▶ [ASSIGNMENT]: Copy everything in the blog post below from "SoINeedAName" down to "half this Monday.", replacing "lamentations" with "complaints".

▶ [SOURCE DOCUMENT]:
SoINeedAName

Apr 212017
 

Well, I’m going to accost you with my lamentations – because this has NOT been a particularly fun week.

It started out fine with taking my pseudo-aunt (my aunt’s sister) to the Kansas City Zoo.  She uses a walker, but we went last year in April and had a great time.  We only got about half the Zoo visited last year, so we did the other half this Monday.

On leaving my VSA (Vehicle Stability Assist) warning light came on and stayed on.  It does that when you spin tires on ice – but goes out once everything is back to normal – and it was a gorgeous spring day  So I pulled off the road and read Owner’s Manual.  It said turn off the engine and then restart the car – if it lights up again, take it in for a service.

NO LIGHT – YIPPEE!

But then not 30 seconds later, the Engine Malfunctioning Indicator light came on – and stayed on.  (At least it wasn’t blinking, which means it needs immediate attention.)  So I called to get a service appointment – but since it wasn’t an emergency, they gave me Wednesday.

And by Wednesday, the light had gone out – but since I’m going to Illinois next week for Mom’s cardiology appointment, I decided to take it in.

It was $79 for the diagnostic test to learn it was some “computer glitch” – probably the best I could hope for.

BUT they also said from the diagnostics that my left rear wheel bearings were shot and needed immediate replacing!  That was $809 of ouch!

I will say my pseudo-aunt had heard something odd from the right rear last year on a trip that led to my replacing the right rear wheel bearings.  And on the trip to the Zoo on Monday said she hear something similar but fainter from the left rear.

▶ [DATA EXCERPTS]:
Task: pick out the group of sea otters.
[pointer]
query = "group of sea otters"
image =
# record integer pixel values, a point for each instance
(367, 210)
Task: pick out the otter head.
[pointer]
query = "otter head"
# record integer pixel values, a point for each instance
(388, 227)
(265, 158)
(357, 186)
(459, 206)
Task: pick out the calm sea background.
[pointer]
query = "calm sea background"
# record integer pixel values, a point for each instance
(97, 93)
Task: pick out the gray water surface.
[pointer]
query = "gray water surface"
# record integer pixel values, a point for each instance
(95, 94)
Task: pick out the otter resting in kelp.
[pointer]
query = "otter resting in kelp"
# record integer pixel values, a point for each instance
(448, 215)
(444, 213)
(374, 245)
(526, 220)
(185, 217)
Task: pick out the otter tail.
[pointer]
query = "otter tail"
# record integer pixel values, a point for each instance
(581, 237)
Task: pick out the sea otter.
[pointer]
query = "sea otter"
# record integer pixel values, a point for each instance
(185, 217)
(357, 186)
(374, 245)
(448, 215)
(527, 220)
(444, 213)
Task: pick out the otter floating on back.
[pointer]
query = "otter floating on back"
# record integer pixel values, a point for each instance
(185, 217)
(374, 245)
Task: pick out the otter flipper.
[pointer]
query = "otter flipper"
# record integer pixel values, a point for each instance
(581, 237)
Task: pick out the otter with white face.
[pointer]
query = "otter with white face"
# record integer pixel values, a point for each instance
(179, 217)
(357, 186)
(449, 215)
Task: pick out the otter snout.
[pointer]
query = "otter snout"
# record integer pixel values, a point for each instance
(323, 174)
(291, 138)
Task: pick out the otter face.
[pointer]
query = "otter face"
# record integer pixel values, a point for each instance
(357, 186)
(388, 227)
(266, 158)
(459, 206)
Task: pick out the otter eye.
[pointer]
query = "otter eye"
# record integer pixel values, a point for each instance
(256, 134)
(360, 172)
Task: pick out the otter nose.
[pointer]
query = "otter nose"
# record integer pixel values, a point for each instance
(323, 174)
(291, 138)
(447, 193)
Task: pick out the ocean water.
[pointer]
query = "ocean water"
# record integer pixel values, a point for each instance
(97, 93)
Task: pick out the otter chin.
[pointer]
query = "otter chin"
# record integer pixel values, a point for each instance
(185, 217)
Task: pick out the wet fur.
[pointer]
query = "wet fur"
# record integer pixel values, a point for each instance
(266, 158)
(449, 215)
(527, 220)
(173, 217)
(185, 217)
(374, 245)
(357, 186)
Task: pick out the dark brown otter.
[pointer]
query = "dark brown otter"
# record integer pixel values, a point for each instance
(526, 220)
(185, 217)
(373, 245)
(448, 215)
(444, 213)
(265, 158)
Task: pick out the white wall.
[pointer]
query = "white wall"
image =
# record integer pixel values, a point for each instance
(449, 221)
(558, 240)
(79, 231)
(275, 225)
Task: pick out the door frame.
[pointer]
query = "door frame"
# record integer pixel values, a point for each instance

▶ [YOUR SOLUTION]:
SoINeedAName

Apr 212017
 

Well, I’m going to accost you with my complaints – because this has NOT been a particularly fun week.

It started out fine with taking my pseudo-aunt (my aunt’s sister) to the Kansas City Zoo.  She uses a walker, but we went last year in April and had a great time.  We only got about half the Zoo visited last year, so we did the other half this Monday.